> Testo fornito
· · · · · · ·
Un oggetto misterioso? Ad un anno dall’assalto a Capitol Hill
Ad un anno dall’assalto a Capitol Hill, i fatti del 6 gennaio 2021 rimangono ad un primo sguardo un oggetto misterioso. Un fatto sospeso di cui si tende a parlare poco e con circospezione, una vicenda difficile da capire, articolare, tentare di storicizzare un minimo. Di un momento così significativo, nell’era dei social network, ci si aspetterebbe ormai di conoscere ogni aspetto, di avere una comprensione totale o quasi, una molteplicità di sguardi e di letture differenti su quanto è accaduto.
Ma è evidente che a prevalere sono due tensioni: da un lato quella a rimuovere, minimizzare, allontanare l’evento, nasconderlo alla vista, ridicolizzarlo al limite, esorcizzarlo. Dall’altro la tendenza è quella di considerarlo come un fatto abnorme, astorico, un UFO piombato all’improvviso sulla terra, qualcosa che lascia stupiti e confusi.
Entrambe queste tensioni sono presenti in chiunque si interessi alla vicenda, a qualsiasi schieramento si appartenga, in qualunque identità politica e sociale ci si riconosca.
Lo si nota in campo democratico, dove la retorica claudicante della riconciliazione si alterna con la criminalizzazione, e in campo repubblicano, dove ad una teoria del complotto ne consegue un’altra, dallo Stop the Steal alla Big Lie1.
Anche all’interno dei movimenti abolizionisti, antagonisti ed anarchici negli Stati Uniti (e di conseguenza alle nostre latitudini), salvo alcune eccezioni, la riflessione intorno alle vicende di Capitol Hill sembra concludersi nei giorni di quel gennaio, concentrandosi principalmente sull’aspetto, non secondario sicuramente, del contrasto alle milizie di estrema destra ed alla loro evoluzione. L’impressione è che ci si voglia tenere a debita distanza da una materia così controversa che potrebbe costringere a mettere in discussione alcune certezze ed ipotesi, o almeno a rivederle in chiave differente.
Eppure, sebbene la vicenda paia risolta nella narrazione ufficiale, con l’avvicinarsi delle elezioni di midterm si viene a scoprire che il “trumpismo” è tutt’altro che finito e che non solo è l’opzione politica ancora maggioritaria nella gran parte dello schieramento repubblicano, ma potrebbe vincere sia alla Camera che al Senato, dimostrando come la polarizzazione elettorale (e sociale) dentro il contesto statunitense non è di certo ricomposta.
· · · · · · ·
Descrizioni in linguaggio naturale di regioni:
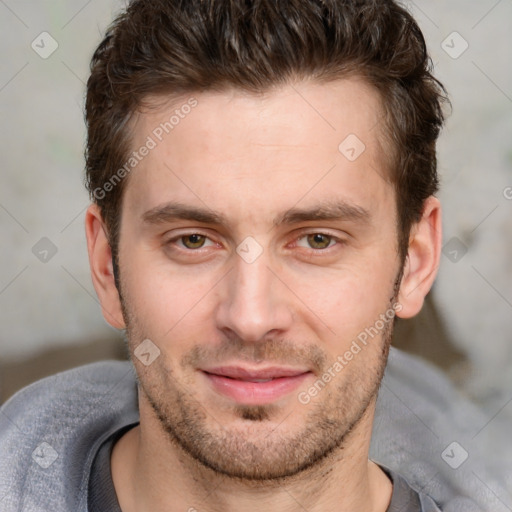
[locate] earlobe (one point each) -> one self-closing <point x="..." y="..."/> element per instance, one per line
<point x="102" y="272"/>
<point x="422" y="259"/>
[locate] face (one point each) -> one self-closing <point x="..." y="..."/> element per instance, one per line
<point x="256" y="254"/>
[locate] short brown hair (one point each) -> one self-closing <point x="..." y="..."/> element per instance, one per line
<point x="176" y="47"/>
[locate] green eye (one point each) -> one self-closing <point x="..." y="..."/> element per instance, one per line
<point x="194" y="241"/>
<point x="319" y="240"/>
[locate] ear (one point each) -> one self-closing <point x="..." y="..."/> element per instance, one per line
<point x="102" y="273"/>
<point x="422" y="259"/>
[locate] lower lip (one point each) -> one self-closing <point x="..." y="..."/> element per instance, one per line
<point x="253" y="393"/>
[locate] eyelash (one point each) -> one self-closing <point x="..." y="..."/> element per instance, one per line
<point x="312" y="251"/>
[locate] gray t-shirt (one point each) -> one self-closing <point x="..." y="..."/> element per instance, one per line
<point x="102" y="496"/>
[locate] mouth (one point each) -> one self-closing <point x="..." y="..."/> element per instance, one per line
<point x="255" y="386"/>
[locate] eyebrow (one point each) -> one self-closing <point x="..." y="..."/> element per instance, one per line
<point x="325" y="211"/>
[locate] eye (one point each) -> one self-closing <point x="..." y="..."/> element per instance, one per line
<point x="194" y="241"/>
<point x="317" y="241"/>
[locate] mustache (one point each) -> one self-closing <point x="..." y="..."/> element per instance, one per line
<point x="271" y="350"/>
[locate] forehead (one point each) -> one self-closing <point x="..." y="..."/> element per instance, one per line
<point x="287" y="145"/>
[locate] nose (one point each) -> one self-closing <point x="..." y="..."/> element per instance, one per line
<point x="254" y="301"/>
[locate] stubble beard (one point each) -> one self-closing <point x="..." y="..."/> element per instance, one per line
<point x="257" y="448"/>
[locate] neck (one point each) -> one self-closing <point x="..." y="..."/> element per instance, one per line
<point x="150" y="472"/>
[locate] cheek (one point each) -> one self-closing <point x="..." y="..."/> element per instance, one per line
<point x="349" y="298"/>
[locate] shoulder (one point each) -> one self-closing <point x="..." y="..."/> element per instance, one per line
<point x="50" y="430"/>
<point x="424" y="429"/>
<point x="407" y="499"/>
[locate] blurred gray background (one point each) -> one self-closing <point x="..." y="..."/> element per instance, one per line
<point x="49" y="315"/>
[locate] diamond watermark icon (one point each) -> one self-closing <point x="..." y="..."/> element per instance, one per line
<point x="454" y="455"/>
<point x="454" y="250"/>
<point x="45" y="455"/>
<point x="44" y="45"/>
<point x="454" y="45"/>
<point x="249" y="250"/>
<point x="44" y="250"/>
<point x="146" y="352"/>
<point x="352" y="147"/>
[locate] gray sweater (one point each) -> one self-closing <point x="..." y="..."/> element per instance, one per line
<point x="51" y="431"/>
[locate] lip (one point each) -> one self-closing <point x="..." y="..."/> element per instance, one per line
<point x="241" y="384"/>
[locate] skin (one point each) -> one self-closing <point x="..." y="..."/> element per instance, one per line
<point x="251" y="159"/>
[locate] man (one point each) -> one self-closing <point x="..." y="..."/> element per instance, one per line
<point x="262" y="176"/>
· · · · · · ·
> Consegna
Scrivi il seguito del testo sull'assalto a Capitol Hill, ripartendo subito dopo la sua ultima frase. Le righe sono materiale a sé, distinto dal testo.

> Risposta all'esercizio
I giornali mainstream d’altronde continuano a sostenere la tesi della centralità del ruolo dei social network e delle fake news all’interno dei processi che hanno portato all’assalto di Capitol Hill2. Una tesi sicuramente in gran parte interessata, là dove il mercato dell’informazione “tradizionale” va perdendo sempre di più il suo primato di legittimità. Volutamente si confonde lo strumento con il fenomeno (che dire allora del ruolo delle televisioni tradizionali?), per ridurre il problema ad una questione normativa. Intendiamoci, i social network sono sicuramente stati una fucina ed un’amplificatore del “trumpismo”, ed in particolar modo la loro peculiarità di costruire delle cerchie tendenzialmente omogenee e “totali” può aver avuto un ruolo nel rafforzare credenze, punti di vista e convinzioni. Ed è evidente che se la cooperazione sociale all’interno dello spazio virtuale è regolata dalle leggi del mercato, qui si venderà la merce più richiesta. Al netto di tutto ciò però, quello che rimane fondamentale è che sono il contesto, gli attori sociali e le tendenze storiche a determinare i processi: i media, il virtuale sono in un rapporto dialettico con essi e possono rappresentarne uno strumento, a volte un potenziamento.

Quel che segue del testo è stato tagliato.